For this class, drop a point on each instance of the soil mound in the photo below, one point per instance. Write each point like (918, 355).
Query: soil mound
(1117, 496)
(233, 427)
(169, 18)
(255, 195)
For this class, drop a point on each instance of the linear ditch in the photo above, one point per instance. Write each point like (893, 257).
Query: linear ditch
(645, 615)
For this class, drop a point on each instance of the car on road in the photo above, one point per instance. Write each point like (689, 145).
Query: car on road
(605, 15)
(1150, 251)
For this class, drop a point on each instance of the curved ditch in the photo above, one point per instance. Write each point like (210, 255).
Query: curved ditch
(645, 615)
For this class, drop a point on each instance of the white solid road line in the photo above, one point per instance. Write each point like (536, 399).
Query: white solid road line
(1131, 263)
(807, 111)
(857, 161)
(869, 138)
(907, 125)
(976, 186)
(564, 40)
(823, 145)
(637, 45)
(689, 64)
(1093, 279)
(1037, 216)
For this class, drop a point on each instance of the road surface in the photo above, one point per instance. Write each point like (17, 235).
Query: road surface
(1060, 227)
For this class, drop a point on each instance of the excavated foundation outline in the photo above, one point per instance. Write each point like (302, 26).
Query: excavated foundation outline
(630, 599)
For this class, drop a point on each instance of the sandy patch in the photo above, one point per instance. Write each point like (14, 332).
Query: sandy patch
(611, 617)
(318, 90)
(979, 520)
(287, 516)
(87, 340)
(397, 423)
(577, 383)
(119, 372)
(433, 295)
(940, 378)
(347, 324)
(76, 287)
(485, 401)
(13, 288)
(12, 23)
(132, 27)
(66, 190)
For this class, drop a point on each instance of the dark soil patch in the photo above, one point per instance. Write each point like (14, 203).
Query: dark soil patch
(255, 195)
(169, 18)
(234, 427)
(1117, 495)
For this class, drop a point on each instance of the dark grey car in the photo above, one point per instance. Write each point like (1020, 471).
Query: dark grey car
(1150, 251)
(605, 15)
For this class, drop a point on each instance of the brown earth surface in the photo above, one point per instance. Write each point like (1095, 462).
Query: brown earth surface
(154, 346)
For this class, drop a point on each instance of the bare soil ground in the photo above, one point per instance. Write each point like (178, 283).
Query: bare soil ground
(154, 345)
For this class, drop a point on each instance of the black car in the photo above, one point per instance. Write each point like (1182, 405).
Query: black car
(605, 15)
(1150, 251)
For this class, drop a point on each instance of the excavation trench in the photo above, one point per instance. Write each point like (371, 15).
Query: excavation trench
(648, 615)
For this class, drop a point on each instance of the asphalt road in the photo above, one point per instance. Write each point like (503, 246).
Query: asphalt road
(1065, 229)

**TASK PROMPT**: Please lay out all the records above as a two-column CSV headed record_text and record_answer, one row per record, with each record's text and its answer each in a single quoted field and line breaks replaced by spaces.

**THE COMPLETED TASK**:
record_text,record_answer
"For this class, drop a point on each instance of the soil mound in the photo below, one point per instance. Write each point like (918, 355). Query: soil mound","(1117, 496) (233, 427) (169, 18) (255, 195)"
"For this class, drop a point on each instance of the linear ditch in the photo above, one point per instance. Write each point like (893, 257). Query: linear ditch","(645, 615)"
"For this class, drop a point on each instance of the car on road in the photo above, one point per instance. Write each point like (689, 145). Query: car on road","(605, 15) (1150, 251)"
"For this class, drop a point on each instance of the curved ditch in the photo above, one point per instance. Write each point like (210, 255). Query: curved ditch","(645, 615)"
"For this class, drop a point on each instance of the white solid road line in the photo above, one point per instance. Write each point like (536, 399). Query: white solid road line","(1131, 263) (807, 111) (857, 161) (869, 138) (907, 125) (976, 186) (564, 40) (823, 145) (637, 45) (689, 64) (1093, 279) (1037, 216)"
"For this class, drop a point on each instance of the road surface in the photo above, one point per instance. Write each point like (17, 235). Query: road surface","(1060, 227)"
"For this class, drop a point on each instance of the excavated foundation outline in the photo above, one point per instance. Write each point like (302, 26). Query: excavated foundation outline","(630, 599)"
"For this class, drop a point on each instance of the sandy patch in the photo above, one point per instance. Write each point like (14, 332). Query: sandy patch","(611, 617) (318, 90) (979, 520) (287, 516) (87, 340) (397, 423) (577, 383) (119, 372) (433, 295) (940, 378) (347, 324) (76, 287) (485, 401) (13, 288) (12, 23) (132, 27) (66, 190)"
"For this class, drop a point on each instance of the dark soil patch in the photo above, one point per instance. Write each point like (14, 203). Query: dark soil patch","(255, 195) (169, 18) (234, 427) (1117, 495)"
"For this class, drop a point on each instance of the dark grey car in the photo above, one point per instance. Write each point like (1020, 471). Query: dark grey car","(1150, 251) (605, 15)"
"For this class, drop a point on each instance of the brown earth surface in the photo above, one point per instance. Write each point like (1095, 462). Query: brown earth surface","(154, 346)"
"For this class, drop a point on each instance of the bare soil ground in the photo above, one point per instance. Write each point like (178, 283). Query: bare soil ground","(154, 345)"
"For this class, drop a point on each instance of the black car in the photo above, one point per instance. Write each point like (1182, 405). Query: black car","(605, 15) (1150, 251)"
"For this class, drop a point on each instance of the excavation trench in the photo above, one point per instance. Write each point like (371, 15). Query: excavation trench","(648, 615)"
"For this class, drop a point on each instance of the asphalt road in the photo above, one point per instance. Write each point like (503, 246). Query: asphalt road","(1065, 229)"